● **Written exercise 1**: Copy everything from "This real world" down to "Enterprise RTM (64-bit)" in the server benchmark excerpt, word for word.

This real world test shows that not all applications are capable of scaling up easily. We know from previous tests that this application scales out when you use load balancing. If we only look at the single CPU performance, which is quite common in the website market, we can conclude that Xeon X5570 is about 37% faster than its best competitor and 39% faster than its predecessor (Xeon 54xx). At that point both CPUs are running at 80 to 100% CPU load. You would almost be disappointed after all the spectacular performance numbers that the latest Xeon produced, but a 37% performance advantage is still very impressive.



Collaboration and infrastructure software: MS Exchange 2007
Operating System Windows 2008 Enterprise RTM (64-bit)
Software MS Exchange 2007 SP1 (64-bit)
Benchmark software LoadGen 08.02.004
Typical error margin 1-2%

Collaborative and infrastructure servers are good for about 50% of the server market. Even if we subtract the fileservers and print servers (which rarely demand a lot of processing power), it is still the most important market for servers. Today we're introducing MS Exchange 2007 in our server CPU benchmark suite.

For our Exchange 2007 test we used Microsoft LoadGen in stress mode. This means instead of actually simulating a business day, LoadGen will fire as many actions at the server as it can handle for the specified duration of the test, which in our case is slightly more than 1 hour. We limited the mailbox for each of the 2000 users to 30MB instead of the default 750MB to reduce the load on our storage system. All users are logged on before the actual test started.

The LoadGen test results tend to vary wildly when you use the default settings. Even when we tested for 8 hours, the results were not within an acceptable margin of error. To remedy this, we limited the different actions to just SendMail, ReadAndProcessMessages, BrowseContacts, and BrowseCalendar. It is not perfect, but at least we get very repeatable results. As we are relative newbies when it comes to benchmarking the Exchange groupware, expect some improvements to this benchmark in the future.

● **Listed records**:
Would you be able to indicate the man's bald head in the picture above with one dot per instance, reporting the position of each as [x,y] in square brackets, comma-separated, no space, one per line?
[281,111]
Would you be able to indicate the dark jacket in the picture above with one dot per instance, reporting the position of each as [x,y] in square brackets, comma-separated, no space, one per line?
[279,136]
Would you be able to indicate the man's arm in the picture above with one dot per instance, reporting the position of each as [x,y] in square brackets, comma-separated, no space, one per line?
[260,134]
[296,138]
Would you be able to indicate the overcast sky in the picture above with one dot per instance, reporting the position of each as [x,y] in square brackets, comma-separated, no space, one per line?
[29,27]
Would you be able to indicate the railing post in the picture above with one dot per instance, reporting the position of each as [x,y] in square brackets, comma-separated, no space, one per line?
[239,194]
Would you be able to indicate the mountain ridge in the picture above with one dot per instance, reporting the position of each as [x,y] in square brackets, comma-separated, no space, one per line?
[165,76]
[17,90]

● **Written exercise 2**: Rewrite all the records with "one dot per instance" changed to "a single point for each instance" and nothing else altered.

● **Task answer 1**:
This real world test shows that not all applications are capable of scaling up easily. We know from previous tests that this application scales out when you use load balancing. If we only look at the single CPU performance, which is quite common in the website market, we can conclude that Xeon X5570 is about 37% faster than its best competitor and 39% faster than its predecessor (Xeon 54xx). At that point both CPUs are running at 80 to 100% CPU load. You would almost be disappointed after all the spectacular performance numbers that the latest Xeon produced, but a 37% performance advantage is still very impressive.



Collaboration and infrastructure software: MS Exchange 2007
Operating System Windows 2008 Enterprise RTM (64-bit)

● **Task answer 2**:
Would you be able to indicate the man's bald head in the picture above with a single point for each instance, reporting the position of each as [x,y] in square brackets, comma-separated, no space, one per line?
[281,111]
Would you be able to indicate the dark jacket in the picture above with a single point for each instance, reporting the position of each as [x,y] in square brackets, comma-separated, no space, one per line?
[279,136]
Would you be able to indicate the man's arm in the picture above with a single point for each instance, reporting the position of each as [x,y] in square brackets, comma-separated, no space, one per line?
[260,134]
[296,138]
Would you be able to indicate the overcast sky in the picture above with a single point for each instance, reporting the position of each as [x,y] in square brackets, comma-separated, no space, one per line?
[29,27]
Would you be able to indicate the railing post in the picture above with a single point for each instance, reporting the position of each as [x,y] in square brackets, comma-separated, no space, one per line?
[239,194]
Would you be able to indicate the mountain ridge in the picture above with a single point for each instance, reporting the position of each as [x,y] in square brackets, comma-separated, no space, one per line?
[165,76]
[17,90]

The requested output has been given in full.